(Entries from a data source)
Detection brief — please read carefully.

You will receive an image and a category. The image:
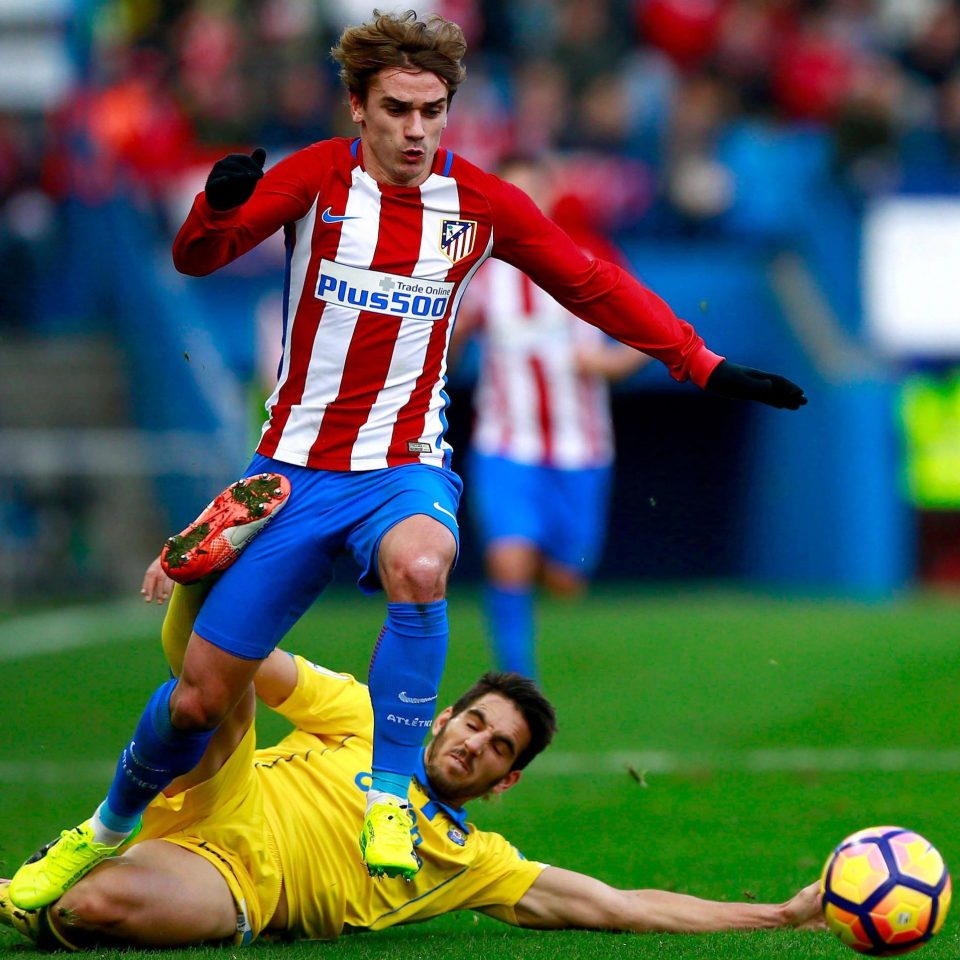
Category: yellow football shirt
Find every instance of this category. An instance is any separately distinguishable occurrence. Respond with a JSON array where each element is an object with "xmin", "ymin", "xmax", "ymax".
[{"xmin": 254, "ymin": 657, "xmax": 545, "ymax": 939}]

--

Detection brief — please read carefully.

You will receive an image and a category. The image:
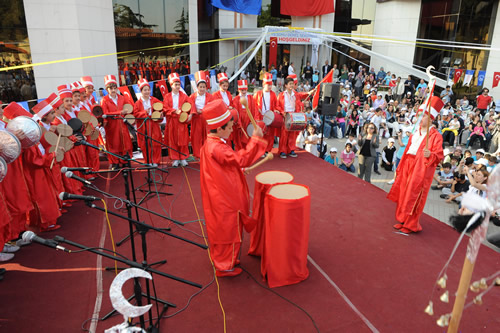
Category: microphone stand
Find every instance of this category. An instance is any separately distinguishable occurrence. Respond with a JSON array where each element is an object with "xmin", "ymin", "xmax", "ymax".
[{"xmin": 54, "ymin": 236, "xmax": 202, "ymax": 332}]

#### [Instructions to follow]
Return every line in the entries above that contains the string "ymin", matching case exactly.

#### [Output below]
Find every instance of this category. An instance is any separately distinguishable occurrence. Respond with a JSON array where each element is an object with "xmin", "ymin", "xmax", "ymax".
[{"xmin": 254, "ymin": 657, "xmax": 545, "ymax": 939}]
Find every instance of this category. An instance is any separately distinguishable occurrence. Respond with a JSON array where each element is an object with "xmin", "ymin", "xmax", "ymax".
[{"xmin": 54, "ymin": 236, "xmax": 202, "ymax": 332}]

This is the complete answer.